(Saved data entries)
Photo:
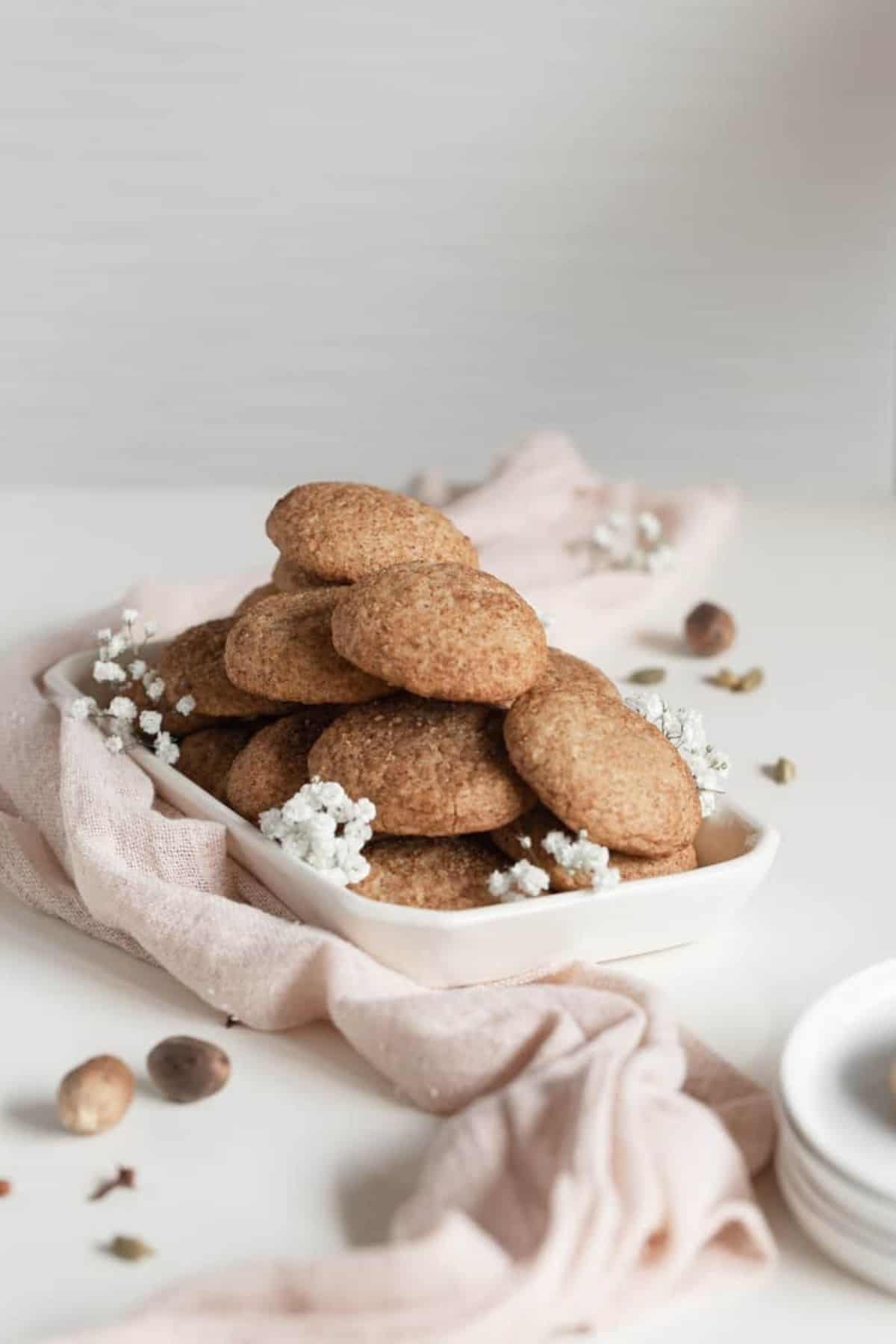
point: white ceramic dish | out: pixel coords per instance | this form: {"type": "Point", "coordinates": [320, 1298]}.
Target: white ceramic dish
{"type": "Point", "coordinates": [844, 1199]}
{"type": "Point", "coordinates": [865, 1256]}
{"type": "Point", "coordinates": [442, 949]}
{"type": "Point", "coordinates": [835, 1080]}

--

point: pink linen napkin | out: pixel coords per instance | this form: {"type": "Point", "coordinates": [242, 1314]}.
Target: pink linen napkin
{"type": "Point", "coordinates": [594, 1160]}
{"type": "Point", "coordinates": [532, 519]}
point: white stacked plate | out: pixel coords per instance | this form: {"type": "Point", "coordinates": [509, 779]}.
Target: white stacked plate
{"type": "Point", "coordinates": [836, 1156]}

**Task details**
Look through the data above. Copy every line with the string "this" in it.

**Problem solution**
point: white ceramic dish | out: pixel coords per instance | this form: {"type": "Point", "coordinates": [320, 1298]}.
point: pink linen napkin | out: pixel coords per instance | this form: {"type": "Point", "coordinates": [242, 1314]}.
point: white stacked plate | out: pixel coords per instance | this form: {"type": "Point", "coordinates": [509, 779]}.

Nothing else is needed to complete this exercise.